◆ **Job**
List every line of the entries below that contains the word "ornament", copying each line in full. Case counts.

Point annotation dataset entries:
+---+

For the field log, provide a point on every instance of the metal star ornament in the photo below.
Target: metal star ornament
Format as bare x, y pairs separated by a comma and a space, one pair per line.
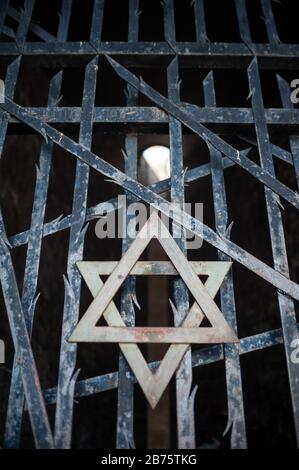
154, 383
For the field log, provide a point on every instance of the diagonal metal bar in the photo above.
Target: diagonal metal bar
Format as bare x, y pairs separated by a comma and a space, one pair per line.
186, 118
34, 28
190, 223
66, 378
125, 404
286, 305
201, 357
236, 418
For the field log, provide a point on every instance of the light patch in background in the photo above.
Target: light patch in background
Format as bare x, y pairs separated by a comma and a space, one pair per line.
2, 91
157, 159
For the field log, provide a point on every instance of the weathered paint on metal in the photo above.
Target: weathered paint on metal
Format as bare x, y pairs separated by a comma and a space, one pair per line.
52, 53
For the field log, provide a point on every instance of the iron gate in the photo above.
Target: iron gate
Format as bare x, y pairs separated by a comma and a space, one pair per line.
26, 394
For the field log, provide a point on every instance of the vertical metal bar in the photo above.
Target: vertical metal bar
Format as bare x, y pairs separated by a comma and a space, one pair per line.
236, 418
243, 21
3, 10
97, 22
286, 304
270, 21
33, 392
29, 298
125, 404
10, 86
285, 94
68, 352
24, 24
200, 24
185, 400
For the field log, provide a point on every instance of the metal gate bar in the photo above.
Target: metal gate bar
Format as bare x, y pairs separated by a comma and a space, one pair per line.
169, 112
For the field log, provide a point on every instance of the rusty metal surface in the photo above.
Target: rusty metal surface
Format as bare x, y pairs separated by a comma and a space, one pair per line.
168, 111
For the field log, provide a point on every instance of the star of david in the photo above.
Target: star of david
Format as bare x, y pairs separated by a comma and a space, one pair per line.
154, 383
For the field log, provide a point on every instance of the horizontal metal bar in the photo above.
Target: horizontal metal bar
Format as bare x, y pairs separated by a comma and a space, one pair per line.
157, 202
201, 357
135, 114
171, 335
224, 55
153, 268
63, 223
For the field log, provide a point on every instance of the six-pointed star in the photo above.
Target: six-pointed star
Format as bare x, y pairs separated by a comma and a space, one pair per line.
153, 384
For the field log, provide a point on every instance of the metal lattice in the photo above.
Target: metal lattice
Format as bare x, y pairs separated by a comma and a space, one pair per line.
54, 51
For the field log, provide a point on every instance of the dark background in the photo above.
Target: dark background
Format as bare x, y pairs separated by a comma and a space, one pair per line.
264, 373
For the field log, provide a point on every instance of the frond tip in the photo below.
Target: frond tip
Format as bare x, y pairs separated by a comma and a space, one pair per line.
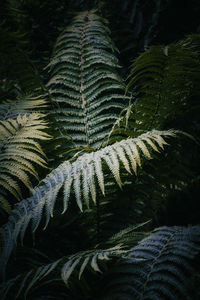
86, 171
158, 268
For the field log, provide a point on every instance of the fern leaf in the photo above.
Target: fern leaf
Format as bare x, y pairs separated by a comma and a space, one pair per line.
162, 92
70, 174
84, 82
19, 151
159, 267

+---+

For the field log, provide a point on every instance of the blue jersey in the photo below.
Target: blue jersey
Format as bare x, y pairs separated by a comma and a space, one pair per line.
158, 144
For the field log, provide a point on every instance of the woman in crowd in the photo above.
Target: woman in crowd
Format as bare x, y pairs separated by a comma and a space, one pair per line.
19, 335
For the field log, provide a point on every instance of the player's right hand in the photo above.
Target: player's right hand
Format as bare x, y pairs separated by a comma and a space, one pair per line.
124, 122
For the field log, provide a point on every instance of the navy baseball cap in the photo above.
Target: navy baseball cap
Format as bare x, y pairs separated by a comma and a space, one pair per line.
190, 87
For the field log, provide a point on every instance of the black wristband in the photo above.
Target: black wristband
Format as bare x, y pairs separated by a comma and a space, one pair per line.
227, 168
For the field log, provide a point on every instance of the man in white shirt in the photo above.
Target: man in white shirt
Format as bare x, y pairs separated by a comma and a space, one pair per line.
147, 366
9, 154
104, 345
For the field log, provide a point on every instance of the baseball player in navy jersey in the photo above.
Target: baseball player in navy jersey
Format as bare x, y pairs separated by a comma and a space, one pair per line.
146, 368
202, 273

+---+

◆ **Exercise output**
For the field log, provide a point on every instance of the metal star ornament in the photo below.
Target: metal star ornament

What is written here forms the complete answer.